## PROBLEM
For each entry, restate it word for word while omitting any image it holds.

=== Begin Enclosure ===

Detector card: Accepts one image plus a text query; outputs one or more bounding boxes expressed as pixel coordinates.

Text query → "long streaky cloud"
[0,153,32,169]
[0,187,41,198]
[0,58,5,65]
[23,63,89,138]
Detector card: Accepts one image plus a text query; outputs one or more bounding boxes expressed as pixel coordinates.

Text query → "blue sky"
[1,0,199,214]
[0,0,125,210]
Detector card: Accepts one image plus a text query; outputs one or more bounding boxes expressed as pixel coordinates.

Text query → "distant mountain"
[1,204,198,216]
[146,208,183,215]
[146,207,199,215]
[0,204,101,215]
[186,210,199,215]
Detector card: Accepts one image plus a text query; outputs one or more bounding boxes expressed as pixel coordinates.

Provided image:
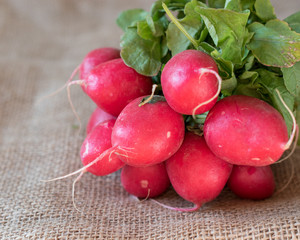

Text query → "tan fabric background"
[0,0,299,239]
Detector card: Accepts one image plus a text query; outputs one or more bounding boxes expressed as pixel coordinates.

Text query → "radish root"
[41,147,116,182]
[192,68,222,119]
[274,157,295,196]
[275,125,299,164]
[275,89,298,150]
[41,146,136,182]
[37,65,80,103]
[138,84,158,107]
[138,189,151,203]
[150,199,201,212]
[72,170,86,213]
[67,80,85,132]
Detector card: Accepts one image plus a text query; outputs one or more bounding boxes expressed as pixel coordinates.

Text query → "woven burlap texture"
[0,0,299,239]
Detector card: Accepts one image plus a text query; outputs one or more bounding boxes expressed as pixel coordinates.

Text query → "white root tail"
[273,157,295,196]
[41,147,115,182]
[275,125,299,164]
[37,65,80,103]
[137,189,151,203]
[72,170,86,213]
[67,80,85,132]
[41,146,136,183]
[192,68,222,119]
[275,89,298,150]
[150,199,201,212]
[42,146,137,211]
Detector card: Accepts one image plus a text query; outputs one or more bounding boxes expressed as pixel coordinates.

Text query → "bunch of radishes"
[56,46,297,212]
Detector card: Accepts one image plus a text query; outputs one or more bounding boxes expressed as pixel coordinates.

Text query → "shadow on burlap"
[0,1,299,239]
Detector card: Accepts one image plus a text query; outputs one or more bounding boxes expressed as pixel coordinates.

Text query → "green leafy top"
[116,1,300,137]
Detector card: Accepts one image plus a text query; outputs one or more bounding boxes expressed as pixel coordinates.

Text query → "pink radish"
[86,107,116,135]
[203,93,298,166]
[161,50,221,116]
[164,132,233,212]
[80,119,124,176]
[121,163,170,198]
[79,47,120,80]
[227,165,275,200]
[70,58,153,116]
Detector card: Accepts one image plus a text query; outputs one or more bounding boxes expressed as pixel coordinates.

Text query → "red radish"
[161,50,221,116]
[71,58,153,116]
[48,95,185,189]
[86,107,116,135]
[111,95,185,167]
[121,163,170,198]
[203,94,297,166]
[165,132,232,212]
[227,165,275,200]
[79,47,120,80]
[80,119,124,176]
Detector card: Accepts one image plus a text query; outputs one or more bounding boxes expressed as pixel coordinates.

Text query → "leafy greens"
[117,0,300,137]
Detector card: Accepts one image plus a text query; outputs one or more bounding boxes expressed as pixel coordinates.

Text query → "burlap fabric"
[1,0,299,239]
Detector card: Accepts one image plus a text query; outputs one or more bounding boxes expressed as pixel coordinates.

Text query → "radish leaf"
[247,19,300,68]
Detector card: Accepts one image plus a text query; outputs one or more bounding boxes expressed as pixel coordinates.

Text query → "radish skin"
[80,58,153,116]
[79,47,120,80]
[161,50,220,115]
[228,165,276,200]
[121,163,170,198]
[45,95,185,181]
[86,107,116,135]
[80,119,124,176]
[111,95,185,167]
[204,95,290,166]
[165,132,233,211]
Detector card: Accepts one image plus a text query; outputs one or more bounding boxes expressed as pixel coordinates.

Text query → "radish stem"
[139,84,158,107]
[162,3,198,49]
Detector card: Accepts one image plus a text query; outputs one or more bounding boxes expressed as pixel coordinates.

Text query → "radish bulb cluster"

=== End Enclosure ===

## COMPLETED TASK
Detector card: Accepts one image plus a text query; outputs one or more bounding boxes expressed as pixel coordinates.

Text query → "long streaky cloud"
[0,153,32,169]
[0,187,41,198]
[0,58,5,65]
[23,63,89,138]
Detector card: Accepts one image plus a text query; outputs one or more bounding boxes expressed as pixel coordinates.

Text query → "blue sky"
[1,0,199,214]
[0,0,125,210]
Detector card: Accepts one image plus a text query; outputs one or more bounding boxes expressed as pixel coordinates.

Text query → "distant mountain"
[1,204,198,216]
[146,208,183,215]
[146,207,199,215]
[0,204,101,215]
[186,210,199,215]
Detector card: Accepts one image plus a text query; outputs one or more bounding boxes expressed as pixel coordinates.

Provided image:

Text query → "tan fabric background"
[0,0,299,239]
Detector card: Accepts one image plus a text query; outputs one or more bounding boxes expressed as pixel coordinates.

Text query → "radish root"
[41,147,116,182]
[192,68,222,119]
[274,157,295,196]
[275,125,299,164]
[275,89,298,150]
[41,146,136,182]
[37,65,80,103]
[138,84,158,107]
[138,189,151,203]
[150,199,201,212]
[72,170,86,213]
[67,80,85,132]
Detector card: Accepts one image plus a text query; outputs one or more bounding boxes expressed as pixel coordinates.

Text query → "woven burlap texture"
[0,0,299,239]
Detector card: Accepts one image plus a text query; outputs one or more bounding boxes expressed as pixel coordinates.

Text query → "white root tail"
[273,157,295,196]
[41,147,115,182]
[275,125,299,164]
[37,65,80,103]
[137,189,151,203]
[72,170,86,213]
[67,80,85,132]
[41,146,136,183]
[192,68,222,119]
[275,89,298,150]
[150,199,201,212]
[42,146,137,211]
Detector card: Accepts one image plus a text query; outputs one or more bounding boxes expressed as pixel coordinates.

Text query → "bunch of radishes"
[56,46,297,212]
Detector card: Accepts one image plus a text query; outputs one or more bounding boxes expressed as pixel coordinates.

Text query → "shadow on burlap"
[0,1,299,239]
Detector card: Accepts one image plus a text query; outputs one or more bounding boxes expressed as pixel coordinates.

Text query → "green leafy top"
[116,1,300,137]
Detector card: Accepts one image plus a text query; outputs one or more bounding boxes expressed as pixel coordinates.

Text query → "pink radish"
[86,107,116,135]
[203,93,298,166]
[161,50,221,116]
[164,132,233,212]
[80,119,124,176]
[121,163,170,198]
[79,47,120,80]
[227,165,275,200]
[70,58,153,116]
Detector card: Accepts one image plus a text query; outputs one or more bounding boxes expressed as pixel coordinates.

Text query → "red radish"
[161,50,221,116]
[71,58,153,116]
[48,95,185,189]
[86,107,116,135]
[111,95,185,167]
[121,163,170,198]
[203,94,297,166]
[165,132,232,212]
[227,165,275,200]
[79,47,120,80]
[80,119,124,176]
Detector card: Accepts one image plus a text query; outputs one or more bounding boxes expressed as pixel coordinates.

Text query → "leafy greens"
[117,0,300,137]
Detector card: Accepts one image plus a text query; outputs one or more bounding boxes expressed as pixel coordinates.

Text query → "burlap fabric"
[1,0,299,239]
Detector card: Accepts one image plus a text query; outputs one or more bounding boxes expressed as pixel coordinates.

Text query → "radish leaf"
[247,19,300,68]
Detector card: Accepts one image plus a text query; outputs one or more bounding boxes expressed as pixel coordinates.

Text query → "radish skin"
[80,58,153,116]
[79,47,120,80]
[161,50,220,115]
[228,165,276,200]
[121,163,170,198]
[45,95,185,181]
[86,107,116,135]
[80,119,124,176]
[111,95,185,167]
[204,95,290,166]
[165,132,233,211]
Detector card: Accepts one image plus a text query; outputs one or more bounding boxes expressed as pixel coordinates.

Text query → "radish stem"
[139,84,158,107]
[162,3,198,49]
Detector card: Accepts one image plus a text query; outputs one or more bounding boxes expressed as pixel coordinates.

Text query → "radish bulb cluster"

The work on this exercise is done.